Tu tarea:
Responde brevemente, según el fragmento sobre la conversación y los teléfonos móviles:
(a) ¿Dónde deberían enseñar a conversar?
(b) ¿Durante cuánto tiempo seguido ya no se habla en las reuniones de amigos ni en las comidas familiares?
(c) ¿Cuántas cajas pedía el vecino de cubículo en el excusado de la estación?

Fragmento del documento:
------------

En
las escuelas y los institutos deberían enseñar a conversar, a hablar los unos
con los otros de modo civilizado y con un poco de educación. Supongo que antes
se aprendía en familia o en pandilla, pero ahora dudo de que tal aprendizaje se
mantenga. Me escandaliza llegar a esas casas en las que hay un televisor en la
cocina donde se come a diario, igual que me choca ver dormitorios con televisor,
aunque ese es otro tema, harina de otro costal. Y por si la televisión casera
fuera poco y no hubiera tantos que mandan callar a los hijos o ruegan silencio
a la pareja para enterarse de alguna minucia de la vida regalada de un
futbolista y la hermosa chica que lo eligió por su inteligencia y sensibilidad
o de si Zidane decidirá que el Madrid juegue con dos puntas o tres en raya, está
lo de los móviles.
Cuando
el móvil suena, vibra o se insinúa de cualquier manera, es como si los humanos
de hoy percibieran la llamada insoslayable de los dioses. Hay que contestar o
echar un vistazo a la pantalla hasta cuando se está en erótica coyunda. Así que
tampoco se habla más de dos minutos seguidos ni en las reuniones de amigos ni
en las comidas familiares ni en las celebraciones más formales o las
negociaciones más serias, porque tiene cada cual que bajar la mirada cada medio
minuto a sus partes más íntimas, que son ahora las telefónicas, y ponerse a
teclear con saña para explicarle al cuñado dónde dejó las brocas para el
taladro o para aclararle al cónyuge que sí, que el tren llegó puntual, pero
hacía bastante fresco en la estación.
Conversar
ya no se conversa, salvo por teléfono en algunos casos, y si somos generosos y
llamamos conversar a eso que la gente hace desde los trenes, las salas de
espera, los pasos de peatones o las escaleras mecánicas. Si antes los negocios,
mismamente, se cerraban en las denomnadas comidas de trabajo y las
instrucciones se daban a los empleados a la cara y en la oficina del jefe, ahora
se hace más bien desde el bar al que parecía que se había ido a tomar el vermut
con los amigos o desde el motel al que se llevó a la contraparte con la ilusión
de que iban a ser unas horas de desenfreno carnal y no una sesión de consejo de
administración. El otro día estaba un servidor en el excusado de una estación
de tren y me entretuve oyendo a un vecino de cubículo gritarle a alguien que
sí, que le enviaran una remesa de quince cajas y que le dijeran a Martínez que remitiera
hoy mismo el albarán. Otra cosa que también se ha perdido, de paso, es la
intimidad y concentración de esos momentos que antes usábamos para meditar o
para leer el periódico.

------------

Datos extraídos:
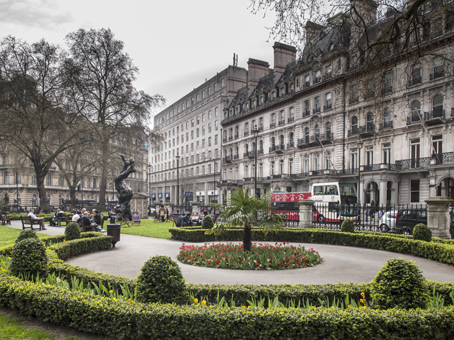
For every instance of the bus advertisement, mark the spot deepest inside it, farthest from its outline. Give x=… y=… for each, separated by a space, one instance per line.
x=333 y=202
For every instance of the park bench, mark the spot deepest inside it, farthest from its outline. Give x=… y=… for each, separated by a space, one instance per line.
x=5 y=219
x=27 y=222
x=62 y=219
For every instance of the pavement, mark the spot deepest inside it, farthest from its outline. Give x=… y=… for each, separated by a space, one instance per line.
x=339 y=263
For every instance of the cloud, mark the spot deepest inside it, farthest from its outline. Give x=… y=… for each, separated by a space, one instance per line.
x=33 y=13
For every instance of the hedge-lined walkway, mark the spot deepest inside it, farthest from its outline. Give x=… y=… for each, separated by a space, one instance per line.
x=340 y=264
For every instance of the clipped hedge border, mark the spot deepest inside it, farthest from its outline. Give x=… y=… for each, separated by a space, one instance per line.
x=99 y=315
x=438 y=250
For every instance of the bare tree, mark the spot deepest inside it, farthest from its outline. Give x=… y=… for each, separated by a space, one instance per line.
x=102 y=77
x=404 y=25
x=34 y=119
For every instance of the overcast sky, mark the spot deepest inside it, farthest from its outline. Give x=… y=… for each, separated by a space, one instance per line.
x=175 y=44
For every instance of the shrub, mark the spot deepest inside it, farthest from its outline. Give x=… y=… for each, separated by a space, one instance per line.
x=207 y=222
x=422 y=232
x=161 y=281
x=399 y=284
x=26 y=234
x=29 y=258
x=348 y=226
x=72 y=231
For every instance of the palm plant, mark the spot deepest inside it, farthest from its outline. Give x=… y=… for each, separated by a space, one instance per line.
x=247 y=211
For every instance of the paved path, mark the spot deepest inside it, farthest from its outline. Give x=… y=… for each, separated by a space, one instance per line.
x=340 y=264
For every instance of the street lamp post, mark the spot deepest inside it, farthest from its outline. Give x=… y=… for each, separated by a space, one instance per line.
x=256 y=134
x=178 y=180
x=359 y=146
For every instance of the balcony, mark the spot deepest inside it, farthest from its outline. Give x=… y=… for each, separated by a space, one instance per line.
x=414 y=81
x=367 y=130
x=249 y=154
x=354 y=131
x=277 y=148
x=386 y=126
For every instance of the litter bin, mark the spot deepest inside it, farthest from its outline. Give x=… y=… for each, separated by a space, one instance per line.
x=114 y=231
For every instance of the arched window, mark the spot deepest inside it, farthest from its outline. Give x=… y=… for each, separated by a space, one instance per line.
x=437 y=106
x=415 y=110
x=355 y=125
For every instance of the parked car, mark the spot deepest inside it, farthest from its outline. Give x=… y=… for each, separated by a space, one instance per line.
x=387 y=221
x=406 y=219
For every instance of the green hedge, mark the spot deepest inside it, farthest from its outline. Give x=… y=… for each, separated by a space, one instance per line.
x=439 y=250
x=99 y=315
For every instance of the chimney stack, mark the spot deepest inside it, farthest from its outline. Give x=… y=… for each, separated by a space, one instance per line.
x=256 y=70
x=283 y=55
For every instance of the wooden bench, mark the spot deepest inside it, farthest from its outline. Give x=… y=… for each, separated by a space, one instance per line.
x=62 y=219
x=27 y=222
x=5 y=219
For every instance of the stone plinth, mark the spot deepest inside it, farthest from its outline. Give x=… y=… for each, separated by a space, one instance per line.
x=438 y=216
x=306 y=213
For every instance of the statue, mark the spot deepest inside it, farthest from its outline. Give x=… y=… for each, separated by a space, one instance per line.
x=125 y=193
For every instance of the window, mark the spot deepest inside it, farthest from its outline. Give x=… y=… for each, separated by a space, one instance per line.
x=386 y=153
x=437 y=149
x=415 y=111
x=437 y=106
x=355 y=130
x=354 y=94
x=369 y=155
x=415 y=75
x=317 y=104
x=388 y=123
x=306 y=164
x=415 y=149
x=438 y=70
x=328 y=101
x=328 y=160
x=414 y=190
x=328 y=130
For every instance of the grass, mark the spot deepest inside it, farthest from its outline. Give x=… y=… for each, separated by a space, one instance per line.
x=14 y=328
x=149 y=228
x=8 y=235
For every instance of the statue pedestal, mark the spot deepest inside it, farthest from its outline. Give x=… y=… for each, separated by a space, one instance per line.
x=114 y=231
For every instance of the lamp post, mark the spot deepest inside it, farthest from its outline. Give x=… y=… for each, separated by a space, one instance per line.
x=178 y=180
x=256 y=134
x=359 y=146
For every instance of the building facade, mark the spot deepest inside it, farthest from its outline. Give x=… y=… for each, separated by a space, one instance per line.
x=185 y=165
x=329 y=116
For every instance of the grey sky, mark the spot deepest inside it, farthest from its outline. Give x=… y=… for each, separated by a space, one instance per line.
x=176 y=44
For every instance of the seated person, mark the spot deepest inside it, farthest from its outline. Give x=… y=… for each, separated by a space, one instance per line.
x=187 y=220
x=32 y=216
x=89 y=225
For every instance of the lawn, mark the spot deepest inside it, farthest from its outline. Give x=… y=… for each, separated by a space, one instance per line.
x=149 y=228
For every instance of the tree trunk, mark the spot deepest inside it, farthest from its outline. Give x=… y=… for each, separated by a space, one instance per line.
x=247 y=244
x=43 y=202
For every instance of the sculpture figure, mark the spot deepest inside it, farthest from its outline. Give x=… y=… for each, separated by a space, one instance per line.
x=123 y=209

------------

Solución propuesta:
(a) En las escuelas y los institutos.
(b) Más de dos minutos seguidos.
(c) Quince cajas.